Page extract:
Wednesday, July 14, 2010

Rodgers [Hardy], Caroline Bacon [Baker]

CAROLINE BACON [Baker] ROGERS [HARDY]



From: Our Pioneer Heritage
Caroline Baker Rogers Hardy was a pioneer midwife and nurse in St. Goerge, Washington County, Utah for many years. She was born in Noridgewalk, Maine, September 16, 1806 and in young girlhood moved with her mother to Georgetown, Massachusetts where she married Samuel B. Hardy on the 17 of January 1826. For six years a home was made in Georgetown and then the Hardys moved to a farm in East Bradford, now Groveland, Essex County. Here they were visited by Mormon Elders and embraced the gospel in 1840. Immediately after their conversion, the Hardy home became headquarters for missionaries and meetings were held there each Sunday until they joined the migration to Utah. During the years Caroline resided in Massachusetts she studied obstetrics and nursing.

Work instructions:
**a)** Answer these questions about the pioneer midwife biography, one answer per line:
(i) Whom did she marry, and on what date?
(ii) Where did the Hardys move after six years in Georgetown?
(iii) What did she study while living in Massachusetts?
**b)** Write the next part of the pioneer midwife biography, picking up right after its final sentence.

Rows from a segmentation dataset
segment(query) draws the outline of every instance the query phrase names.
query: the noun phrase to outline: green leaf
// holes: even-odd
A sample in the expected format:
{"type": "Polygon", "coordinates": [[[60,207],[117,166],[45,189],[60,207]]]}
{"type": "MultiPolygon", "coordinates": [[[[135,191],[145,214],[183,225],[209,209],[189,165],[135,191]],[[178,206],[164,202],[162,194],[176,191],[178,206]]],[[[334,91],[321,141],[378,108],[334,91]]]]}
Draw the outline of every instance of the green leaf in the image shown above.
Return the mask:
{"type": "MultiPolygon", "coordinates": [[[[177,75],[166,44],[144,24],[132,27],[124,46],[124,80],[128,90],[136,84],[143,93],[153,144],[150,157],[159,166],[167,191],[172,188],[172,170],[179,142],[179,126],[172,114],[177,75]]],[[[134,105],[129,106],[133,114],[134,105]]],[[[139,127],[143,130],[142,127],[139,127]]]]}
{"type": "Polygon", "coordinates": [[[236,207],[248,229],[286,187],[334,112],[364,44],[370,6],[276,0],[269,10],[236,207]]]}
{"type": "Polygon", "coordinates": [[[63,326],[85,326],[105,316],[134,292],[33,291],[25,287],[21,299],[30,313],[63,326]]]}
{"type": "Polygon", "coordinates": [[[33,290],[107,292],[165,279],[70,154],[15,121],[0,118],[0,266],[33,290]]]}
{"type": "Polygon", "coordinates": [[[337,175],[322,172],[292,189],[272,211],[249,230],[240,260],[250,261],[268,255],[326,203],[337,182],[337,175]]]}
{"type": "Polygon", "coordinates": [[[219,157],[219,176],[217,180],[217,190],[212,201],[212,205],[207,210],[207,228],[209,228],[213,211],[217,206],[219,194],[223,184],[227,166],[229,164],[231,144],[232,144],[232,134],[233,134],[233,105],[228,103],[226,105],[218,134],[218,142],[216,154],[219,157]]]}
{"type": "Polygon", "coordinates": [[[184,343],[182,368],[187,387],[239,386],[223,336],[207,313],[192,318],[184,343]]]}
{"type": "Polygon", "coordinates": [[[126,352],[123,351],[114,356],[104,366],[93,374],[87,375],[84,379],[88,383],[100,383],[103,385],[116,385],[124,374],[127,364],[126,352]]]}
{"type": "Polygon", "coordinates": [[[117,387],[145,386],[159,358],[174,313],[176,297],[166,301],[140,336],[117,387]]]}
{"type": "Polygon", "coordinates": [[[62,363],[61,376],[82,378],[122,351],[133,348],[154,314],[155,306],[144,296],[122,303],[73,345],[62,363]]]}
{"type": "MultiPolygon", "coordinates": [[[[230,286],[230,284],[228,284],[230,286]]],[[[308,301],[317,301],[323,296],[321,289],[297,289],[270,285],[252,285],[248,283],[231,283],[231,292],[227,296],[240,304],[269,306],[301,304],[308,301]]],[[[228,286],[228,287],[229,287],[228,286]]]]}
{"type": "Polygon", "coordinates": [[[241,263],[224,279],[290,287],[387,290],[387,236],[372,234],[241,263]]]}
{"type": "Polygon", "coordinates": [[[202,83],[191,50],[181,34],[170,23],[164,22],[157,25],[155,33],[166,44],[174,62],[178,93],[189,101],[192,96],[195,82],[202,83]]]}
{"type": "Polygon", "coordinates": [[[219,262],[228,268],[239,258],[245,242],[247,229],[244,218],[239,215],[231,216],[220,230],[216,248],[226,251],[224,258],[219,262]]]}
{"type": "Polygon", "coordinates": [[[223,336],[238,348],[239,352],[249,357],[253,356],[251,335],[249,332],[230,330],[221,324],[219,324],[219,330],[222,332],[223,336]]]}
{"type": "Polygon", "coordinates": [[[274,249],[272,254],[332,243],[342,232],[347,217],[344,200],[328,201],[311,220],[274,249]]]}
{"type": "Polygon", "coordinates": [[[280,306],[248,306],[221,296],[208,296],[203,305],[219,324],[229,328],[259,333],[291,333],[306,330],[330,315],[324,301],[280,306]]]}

Task-by-task results:
**a)**
(i) Samuel B. Hardy, on January 17, 1826
(ii) To a farm in East Bradford, now Groveland, Essex County
(iii) Obstetrics and nursing

**b)**
After the martyrdom of the Prophet Joseph Smith, the Hardys were visited by Wilford Woodruff and a life-long friendship was established between them. He urged them to go to Utah and accordingly in 1850 they started from Kanesville, Ohio in the company over which he presided. After arriving in Salt Lake City, Caroline took up her practice of midwifery and nursing for about ten years, then went to Southern Utah with her husband who was called to the Dixie Mission. Except for a few years spent in Virgin City, Mrs. Hardy practiced in the St. George area. She brought into the world more than one thousand babies. She, herself, was the mother of a large family. Her eldest son, Augustus, was one of the first four Mormons who came to Dixie as missionaries in 1854. Caroline lived to be ninety-years old, passing away at her home in St. George, in November, 1898. (pg 469)

From: A History of Washington County From Isolation to Destination
Midwives were often more available to the Latter-day Saints who were dispersed widely across the Dixie landscape. Two St. George midwives in the pioneer period were Mary Ann Hunt Nielson and Caroline Baker Rogers Hardy. Both came to Dixie with their husbands in the early pioneer period. Like many others, these two women had some form of midwife training before coming to Utah. Both lived to their nineties and delivered hundreds of babies during their years in southern Utah. They performed their services largely before the territorial government of Utah began licensing midwives in 1893. (pg 106)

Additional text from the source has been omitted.